---------- RECORDS FOR THE TASK ----------

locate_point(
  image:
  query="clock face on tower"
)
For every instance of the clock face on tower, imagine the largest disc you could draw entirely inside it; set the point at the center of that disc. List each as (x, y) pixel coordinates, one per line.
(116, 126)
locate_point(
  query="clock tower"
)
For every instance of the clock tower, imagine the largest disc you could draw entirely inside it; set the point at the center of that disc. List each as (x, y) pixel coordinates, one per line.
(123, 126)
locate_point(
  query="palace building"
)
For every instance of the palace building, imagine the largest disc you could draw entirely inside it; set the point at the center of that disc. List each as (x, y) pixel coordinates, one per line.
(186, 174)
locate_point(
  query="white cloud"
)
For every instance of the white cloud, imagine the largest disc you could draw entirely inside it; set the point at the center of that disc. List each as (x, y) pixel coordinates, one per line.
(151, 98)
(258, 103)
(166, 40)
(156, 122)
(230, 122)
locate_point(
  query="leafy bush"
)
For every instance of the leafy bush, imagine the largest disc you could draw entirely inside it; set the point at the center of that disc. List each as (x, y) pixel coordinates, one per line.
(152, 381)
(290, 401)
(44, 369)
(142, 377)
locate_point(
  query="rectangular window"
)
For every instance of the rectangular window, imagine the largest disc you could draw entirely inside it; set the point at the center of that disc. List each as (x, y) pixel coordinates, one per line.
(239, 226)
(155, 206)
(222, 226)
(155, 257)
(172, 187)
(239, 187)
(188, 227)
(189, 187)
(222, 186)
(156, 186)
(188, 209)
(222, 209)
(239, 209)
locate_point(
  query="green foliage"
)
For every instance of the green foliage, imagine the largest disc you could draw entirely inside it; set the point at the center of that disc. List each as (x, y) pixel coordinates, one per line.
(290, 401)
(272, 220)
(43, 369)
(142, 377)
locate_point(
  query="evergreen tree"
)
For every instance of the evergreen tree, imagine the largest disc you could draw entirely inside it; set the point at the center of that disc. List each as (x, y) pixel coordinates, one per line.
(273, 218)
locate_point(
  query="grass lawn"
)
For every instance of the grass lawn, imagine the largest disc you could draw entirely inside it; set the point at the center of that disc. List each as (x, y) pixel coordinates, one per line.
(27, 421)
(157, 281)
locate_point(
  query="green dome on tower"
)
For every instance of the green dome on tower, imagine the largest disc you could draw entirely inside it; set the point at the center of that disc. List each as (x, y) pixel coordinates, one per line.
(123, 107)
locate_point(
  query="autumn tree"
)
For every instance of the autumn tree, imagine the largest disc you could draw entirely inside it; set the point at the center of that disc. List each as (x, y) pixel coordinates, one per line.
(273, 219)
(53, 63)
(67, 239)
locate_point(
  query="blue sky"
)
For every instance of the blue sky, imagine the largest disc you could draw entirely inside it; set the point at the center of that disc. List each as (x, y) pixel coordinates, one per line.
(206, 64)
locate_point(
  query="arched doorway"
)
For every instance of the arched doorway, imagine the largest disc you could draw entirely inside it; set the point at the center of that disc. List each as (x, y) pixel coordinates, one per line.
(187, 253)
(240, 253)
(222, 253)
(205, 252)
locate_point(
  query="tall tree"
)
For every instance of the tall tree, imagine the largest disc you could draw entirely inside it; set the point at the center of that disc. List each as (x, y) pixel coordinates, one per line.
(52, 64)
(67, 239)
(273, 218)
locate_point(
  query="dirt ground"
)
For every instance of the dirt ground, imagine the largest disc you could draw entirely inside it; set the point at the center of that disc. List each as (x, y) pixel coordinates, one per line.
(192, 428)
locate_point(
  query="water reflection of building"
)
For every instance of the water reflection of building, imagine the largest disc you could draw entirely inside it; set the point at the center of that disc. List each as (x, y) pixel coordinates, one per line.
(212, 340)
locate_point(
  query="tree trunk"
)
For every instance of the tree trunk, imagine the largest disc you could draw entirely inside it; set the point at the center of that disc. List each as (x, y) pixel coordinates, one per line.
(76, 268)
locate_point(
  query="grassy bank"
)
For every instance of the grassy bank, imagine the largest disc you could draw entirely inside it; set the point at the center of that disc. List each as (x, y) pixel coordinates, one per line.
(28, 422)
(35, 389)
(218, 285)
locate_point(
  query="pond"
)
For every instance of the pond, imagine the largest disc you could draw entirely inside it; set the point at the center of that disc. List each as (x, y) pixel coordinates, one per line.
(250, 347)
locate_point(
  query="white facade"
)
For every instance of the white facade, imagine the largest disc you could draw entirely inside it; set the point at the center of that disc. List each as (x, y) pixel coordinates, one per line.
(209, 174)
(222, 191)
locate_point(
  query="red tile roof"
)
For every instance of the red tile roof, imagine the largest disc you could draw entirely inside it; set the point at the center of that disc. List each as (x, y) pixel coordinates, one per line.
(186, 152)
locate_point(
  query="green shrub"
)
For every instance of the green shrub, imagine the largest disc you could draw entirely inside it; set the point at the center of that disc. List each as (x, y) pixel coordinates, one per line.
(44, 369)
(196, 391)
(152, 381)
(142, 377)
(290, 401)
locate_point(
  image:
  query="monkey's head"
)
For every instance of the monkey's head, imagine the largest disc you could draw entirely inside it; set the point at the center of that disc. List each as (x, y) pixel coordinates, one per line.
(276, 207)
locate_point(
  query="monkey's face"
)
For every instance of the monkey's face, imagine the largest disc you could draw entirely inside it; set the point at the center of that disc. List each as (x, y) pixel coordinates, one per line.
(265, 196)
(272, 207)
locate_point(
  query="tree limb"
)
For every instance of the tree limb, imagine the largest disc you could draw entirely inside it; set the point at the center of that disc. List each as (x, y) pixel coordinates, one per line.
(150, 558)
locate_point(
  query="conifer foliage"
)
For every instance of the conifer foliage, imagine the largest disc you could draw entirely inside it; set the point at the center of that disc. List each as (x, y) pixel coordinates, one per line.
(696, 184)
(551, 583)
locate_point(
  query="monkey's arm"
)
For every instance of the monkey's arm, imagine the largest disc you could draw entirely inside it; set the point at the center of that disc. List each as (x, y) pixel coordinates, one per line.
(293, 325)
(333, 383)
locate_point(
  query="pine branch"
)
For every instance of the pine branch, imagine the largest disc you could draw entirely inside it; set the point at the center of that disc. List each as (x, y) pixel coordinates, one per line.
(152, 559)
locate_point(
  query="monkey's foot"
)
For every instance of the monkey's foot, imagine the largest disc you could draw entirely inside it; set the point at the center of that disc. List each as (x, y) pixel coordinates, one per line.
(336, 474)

----------

* **WRITTEN PROBLEM**: From the listing above, extract all records word for word.

* **CORRECT ANSWER**:
locate_point(
  image:
  query="clock face on tower"
)
For every instance of the clock face on tower, imagine the largest disc you could draw entirely inside it; set the point at the center of that disc. List each as (x, y) pixel coordinates, one per line.
(116, 126)
locate_point(
  query="clock tower"
)
For every instance of the clock tower, imagine the largest disc you could draw entirely inside it; set the point at the center of that disc. List each as (x, y) pixel coordinates, one per line.
(123, 126)
locate_point(
  query="palace building"
)
For every instance of the palace building, imagine the largest disc you could draw entirely inside it; set the point at the center of that disc. List each as (x, y) pixel coordinates, one per line.
(186, 174)
locate_point(
  query="white cloud"
)
For every instance of the white cloud, imagine the largest disc you could draw entirely inside it; set the point at the center of that disc. List each as (x, y) pixel coordinates, one per line.
(151, 98)
(258, 103)
(166, 40)
(156, 122)
(230, 122)
locate_point(
  query="leafy bush"
)
For every instance of the leafy bush, imagine the largest disc you could draw entirely inside it; set the point at the center of that disc. List each as (x, y) pixel coordinates, one per line.
(152, 381)
(290, 401)
(44, 369)
(142, 377)
locate_point(
  query="rectangular window"
)
For every instance of the rectangular window, imagine the largest disc you could draw entirely inside it; set the point at the center of that disc. List each as (x, y) pixel coordinates, one per line.
(239, 226)
(155, 206)
(222, 226)
(155, 257)
(172, 187)
(239, 187)
(188, 227)
(189, 187)
(222, 186)
(156, 186)
(188, 209)
(222, 209)
(239, 209)
locate_point(
  query="green foliage"
)
For every instance of the green foliage, imagine the largest disc you could draw entirely inside it; set the point at the center of that disc. List each as (x, y) pixel coordinates, one per line.
(290, 401)
(272, 220)
(43, 369)
(142, 377)
locate_point(
  query="evergreen tree"
)
For every instance of the evergreen tree, imagine the largest disc you could draw entirely inside it; set the point at the center of that disc. List each as (x, y) pixel coordinates, one per line.
(273, 218)
locate_point(
  query="grass lawn"
)
For every instance of the grass lawn, imagine the largest disc you could draw entirely inside it; set the point at the center of that disc. List each as (x, y) pixel coordinates, one per line.
(27, 421)
(157, 281)
locate_point(
  query="green dome on tower"
)
For every instance of the green dome on tower, imagine the largest disc you could draw entirely inside it; set the point at the center of that disc. List each as (x, y) pixel coordinates, one per line.
(123, 107)
locate_point(
  query="autumn tree"
)
For every instance of the autumn tree, imagine the largest disc you could draw entirely inside it; set the point at the center of that disc. List each as (x, y) pixel coordinates, one per line.
(273, 219)
(53, 63)
(67, 239)
locate_point(
  query="blue sky"
)
For every instance of the blue sky, imagine the largest disc you could draw entirely inside it; set the point at the center of that disc. List each as (x, y) pixel coordinates, one per line.
(206, 64)
locate_point(
  query="arched doorway"
)
For every instance of the arched doorway, imagine the largest disc you could draw entirely inside it; set the point at the center of that disc. List each as (x, y) pixel coordinates, one per line.
(187, 253)
(240, 253)
(222, 253)
(205, 252)
locate_point(
  query="tall tree"
)
For every instance of the tall tree, imagine the largest disc you could draw entirely inside it; set the point at the center of that disc. List each as (x, y) pixel coordinates, one per line.
(52, 64)
(67, 239)
(273, 218)
locate_point(
  query="dirt ground"
)
For every instance of the dirt ground, imagine the largest disc you could draw entirely inside it; set the point at the center of that disc. List each as (x, y) pixel coordinates, one per line.
(192, 428)
locate_point(
  query="water reflection of building"
)
For every instance of the water reflection of building, imagine the largest disc you could draw entirely inside it; set the point at the center of that disc. List each as (x, y) pixel coordinates, one per line.
(212, 340)
locate_point(
  query="tree trunk"
)
For every instance of the tree trunk, imagine the largest disc you could draw entirely inside it; set the point at the center of that disc. List each as (x, y) pixel coordinates, one per line.
(76, 268)
locate_point(
  query="grassy bank"
)
For every instance of the grassy bank, imagine the largest disc you could draw entirely inside it; set the point at the center of that disc. List each as (x, y) pixel coordinates, one per line.
(28, 422)
(35, 389)
(218, 285)
locate_point(
  query="pond"
)
For every instance of the pond, imagine the largest disc you could draw entirely inside it; set the point at the center of that disc. List each as (x, y) pixel coordinates, one per line.
(250, 347)
locate_point(
  query="white facade"
)
For every instance of the white facade, imagine the largest disc you could draw entirely inside it; set the point at the center of that disc. List each as (x, y) pixel coordinates, one per line.
(209, 174)
(222, 191)
locate_point(
  query="red tile roof"
)
For every instance of the red tile roof, imagine the largest disc you could draw entirely inside it; set the point at the center of that disc. List each as (x, y) pixel coordinates, one per line.
(186, 152)
locate_point(
  query="green shrub"
)
For every instance of the green shrub, imagine the largest disc you could draw entirely inside it; set the point at the center of that disc. List each as (x, y) pixel coordinates, one per line.
(44, 369)
(196, 391)
(152, 381)
(142, 377)
(290, 401)
locate_point(
  image:
  query="monkey's head"
)
For every instance of the monkey's head, imagine the largest disc you could draw entirely inside it; set the point at the center of that disc. List each as (x, y) pixel coordinates, one per line.
(276, 207)
locate_point(
  query="monkey's face"
)
For every instance of the monkey's face, imagine the largest disc you could draw entirely inside it; set the point at the center of that disc. List each as (x, y) pixel coordinates, one per line.
(265, 196)
(272, 207)
locate_point(
  query="tree limb"
)
For every instance of the tree limb, imagine the largest disc you could draw entirely inside it; set the point at the center of that disc. List each as (x, y) pixel coordinates, one per line.
(150, 558)
locate_point(
  query="conifer foliage"
)
For every instance of the conifer foliage, imagine the largest disc you could draw entirely inside it; set the point at the center of that disc. List each as (x, y) pixel coordinates, one per line.
(696, 184)
(551, 583)
locate_point(
  query="monkey's arm"
)
For every instance of the monkey's arm, imagine the largest disc you could draw entirely inside it; set the point at the center of that disc. List each as (x, y) pixel coordinates, one per line.
(293, 325)
(333, 383)
locate_point(
  query="pine branch"
)
For every instance of the pine branch, imagine the largest disc you could draw entirely inside it; set the point at the center of that disc. List each as (x, y) pixel coordinates, one per line.
(152, 559)
locate_point(
  query="monkey's foot"
)
For every instance of the monkey's foot, imagine the largest disc you could draw entirely inside it; set the point at the center of that disc. List each as (x, y) pixel coordinates, one per line.
(336, 474)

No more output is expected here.